Start of EXTRACTED INFORMATION

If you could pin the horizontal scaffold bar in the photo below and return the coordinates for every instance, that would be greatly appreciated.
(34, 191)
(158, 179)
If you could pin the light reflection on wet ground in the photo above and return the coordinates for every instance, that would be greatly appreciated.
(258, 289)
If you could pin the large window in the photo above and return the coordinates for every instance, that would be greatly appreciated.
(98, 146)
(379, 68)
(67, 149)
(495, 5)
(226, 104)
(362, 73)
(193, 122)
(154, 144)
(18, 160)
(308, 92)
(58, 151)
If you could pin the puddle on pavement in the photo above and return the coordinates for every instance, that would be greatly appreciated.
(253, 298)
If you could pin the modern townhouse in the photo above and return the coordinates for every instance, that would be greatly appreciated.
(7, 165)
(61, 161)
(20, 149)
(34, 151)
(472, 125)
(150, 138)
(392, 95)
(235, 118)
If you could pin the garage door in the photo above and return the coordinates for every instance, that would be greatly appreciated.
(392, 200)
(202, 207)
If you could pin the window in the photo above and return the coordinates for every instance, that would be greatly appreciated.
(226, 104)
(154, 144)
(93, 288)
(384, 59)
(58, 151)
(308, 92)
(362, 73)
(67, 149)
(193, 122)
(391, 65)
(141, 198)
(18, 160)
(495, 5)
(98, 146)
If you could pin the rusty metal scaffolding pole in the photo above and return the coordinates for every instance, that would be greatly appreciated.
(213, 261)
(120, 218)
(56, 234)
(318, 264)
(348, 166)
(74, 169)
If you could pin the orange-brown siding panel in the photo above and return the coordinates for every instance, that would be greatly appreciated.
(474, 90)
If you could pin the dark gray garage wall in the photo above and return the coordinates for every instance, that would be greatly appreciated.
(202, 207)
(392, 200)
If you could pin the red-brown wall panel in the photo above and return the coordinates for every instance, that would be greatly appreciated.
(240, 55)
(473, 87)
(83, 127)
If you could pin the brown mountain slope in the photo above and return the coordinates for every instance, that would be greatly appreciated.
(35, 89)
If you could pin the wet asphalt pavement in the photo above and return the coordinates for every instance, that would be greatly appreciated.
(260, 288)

End of EXTRACTED INFORMATION

• WORK TO COMPLETE:
Extract, exactly, the lines above that begin at the line containing "If you could pin the window" and end at the final line of the records; add no other text.

• SOLUTION BELOW:
If you could pin the window in the photo above and return the coordinates for every instance, that would be greatly appreciated.
(226, 104)
(154, 144)
(93, 288)
(384, 59)
(58, 151)
(308, 92)
(362, 73)
(67, 149)
(193, 122)
(391, 65)
(141, 198)
(18, 160)
(495, 5)
(98, 146)
If you could pin the rusty metal scaffolding pole in the photo above and return the coordinates for every instance, that would be greatly appreciated.
(213, 261)
(120, 218)
(56, 234)
(318, 264)
(348, 166)
(74, 169)
If you could pin the orange-brown siding panel in the photo above and return the coordinates for every instance, that would be greatly appreciated.
(474, 90)
If you could pin the dark gray garage wall in the photo above and return the coordinates for every instance, that would be greatly appreciated.
(202, 207)
(392, 200)
If you could pin the red-brown wall panel in the photo above and return the coordinates for every instance, that would be greatly appreciated.
(240, 55)
(473, 87)
(83, 127)
If you could pin the brown mountain slope in the photo above and return the coordinates for every instance, that would be greatly appreciated.
(35, 89)
If you could pin the wet asphalt pavement in the photo above and return the coordinates for every instance, that would be greatly appreciated.
(260, 288)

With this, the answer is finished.